### TO BE DONE:
Every entry must be given again exactly.

### RECORDS PROVIDED:
══════════════════════════════

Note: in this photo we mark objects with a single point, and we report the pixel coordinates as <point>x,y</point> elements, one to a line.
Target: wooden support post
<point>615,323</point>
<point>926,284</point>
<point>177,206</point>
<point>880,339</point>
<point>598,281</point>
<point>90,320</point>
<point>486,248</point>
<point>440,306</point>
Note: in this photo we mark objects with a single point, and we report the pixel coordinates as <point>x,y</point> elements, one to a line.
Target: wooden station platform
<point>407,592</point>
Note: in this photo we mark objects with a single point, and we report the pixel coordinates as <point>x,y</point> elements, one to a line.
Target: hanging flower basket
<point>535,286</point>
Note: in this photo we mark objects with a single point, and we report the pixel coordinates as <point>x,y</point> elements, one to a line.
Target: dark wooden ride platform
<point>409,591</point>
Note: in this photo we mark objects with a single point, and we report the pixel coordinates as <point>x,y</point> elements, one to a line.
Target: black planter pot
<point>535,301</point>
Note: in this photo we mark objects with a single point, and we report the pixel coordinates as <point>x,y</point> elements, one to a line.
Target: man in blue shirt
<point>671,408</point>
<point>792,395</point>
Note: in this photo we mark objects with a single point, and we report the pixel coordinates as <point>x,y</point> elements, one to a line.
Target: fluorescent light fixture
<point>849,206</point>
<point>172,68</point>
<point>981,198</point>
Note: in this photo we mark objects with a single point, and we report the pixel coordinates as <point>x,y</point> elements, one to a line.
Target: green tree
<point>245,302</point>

══════════════════════════════

### TASK RESULT:
Note: in this photo we mark objects with a single point, and we report the pixel coordinates as <point>x,y</point> elements, one to a line.
Target: wooden support post
<point>615,323</point>
<point>926,284</point>
<point>177,206</point>
<point>880,339</point>
<point>598,281</point>
<point>90,320</point>
<point>486,248</point>
<point>440,306</point>
Note: in this photo we mark objects with a single point, and we report the pixel coordinates as <point>x,y</point> elements, one to a line.
Target: wooden station platform
<point>407,592</point>
Note: in this photo we mark objects with a single point, and we report the pixel coordinates as <point>x,y</point> elements, one to a line.
Target: hanging flower basket
<point>535,286</point>
Note: in this photo we mark objects with a single point, and we report the pixel coordinates as <point>x,y</point> elements, one to a line.
Target: dark wooden ride platform
<point>409,591</point>
Note: in this photo we mark objects with a single point, and we report the pixel coordinates as <point>x,y</point> elements, one to a line.
Target: black planter pot
<point>535,301</point>
Note: in this photo we mark objects with a single point, and we report the pixel coordinates as <point>x,y</point> elements, one to a line.
Target: man in blue shirt
<point>671,408</point>
<point>792,395</point>
Note: in this photo we mark objects with a single point, and we report the pixel coordinates as <point>x,y</point> elements, one to a line.
Target: fluorescent light fixture
<point>849,206</point>
<point>172,68</point>
<point>981,198</point>
Note: in this photo we mark objects with a single point, and we report the pixel coordinates as <point>x,y</point> elements, one to a line.
Target: green tree
<point>245,302</point>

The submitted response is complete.